And I've been in places ("spaces", now) where I felt pressured to say my pronouns, as if it were a test of my acceptability that I perform this ritual.
Not to conform would have been to declare myself an enemy.

Now, I recognize that the enemy of freedom is a clear and present danger.
But CLEARLY we were all on the same page (or we wouldn't have been in the space).
It was not a courageous conversation, it was pressure to perform political theater.

But this was not that!
This was the equivalent of asking someone their name.
They say their name, and then you tell them yours.
Easy.

______________

Blogger was not loading images earlier this morning, which reminded me of the early days of blogging. I'd posted no images at all in my first blog (flightless parrots, 2003–2005).

So, instead of the photo up top, I was just going to post a quote from C. S. Lewis. I don't love the guy--he's such a prig––but here he's saying something I came to too, working in a non-reading, tiny-world workplace:

 (Of course now there are many other ways of enlarging our world through media besides books – –)

"Those of us who have been true readers all our life seldom fully realize the enormous extension of our being which we owe to authors.

[DIRECTIONS]:
[A] Could you reproduce the blog excerpt on pronouns and reading word for word, in full?
[B] Will you revise the dataset records below so that "marker" becomes "pin" wherever it occurs, keeping everything else the same?

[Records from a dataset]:

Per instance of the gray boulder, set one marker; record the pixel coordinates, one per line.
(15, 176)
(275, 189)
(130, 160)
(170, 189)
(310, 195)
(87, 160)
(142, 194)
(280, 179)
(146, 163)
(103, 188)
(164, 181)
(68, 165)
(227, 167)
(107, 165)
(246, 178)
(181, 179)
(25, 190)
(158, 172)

[TASK-BY-TASK RESULTS]:
[A]
And I've been in places ("spaces", now) where I felt pressured to say my pronouns, as if it were a test of my acceptability that I perform this ritual.
Not to conform would have been to declare myself an enemy.

Now, I recognize that the enemy of freedom is a clear and present danger.
But CLEARLY we were all on the same page (or we wouldn't have been in the space).
It was not a courageous conversation, it was pressure to perform political theater.

But this was not that!
This was the equivalent of asking someone their name.
They say their name, and then you tell them yours.
Easy.

______________

Blogger was not loading images earlier this morning, which reminded me of the early days of blogging. I'd posted no images at all in my first blog (flightless parrots, 2003–2005).

So, instead of the photo up top, I was just going to post a quote from C. S. Lewis. I don't love the guy--he's such a prig––but here he's saying something I came to too, working in a non-reading, tiny-world workplace:

 (Of course now there are many other ways of enlarging our world through media besides books – –)

"Those of us who have been true readers all our life seldom fully realize the enormous extension of our being which we owe to authors.

[B]
Per instance of the gray boulder, set one pin; record the pixel coordinates, one per line.
(15, 176)
(275, 189)
(130, 160)
(170, 189)
(310, 195)
(87, 160)
(142, 194)
(280, 179)
(146, 163)
(103, 188)
(164, 181)
(68, 165)
(227, 167)
(107, 165)
(246, 178)
(181, 179)
(25, 190)
(158, 172)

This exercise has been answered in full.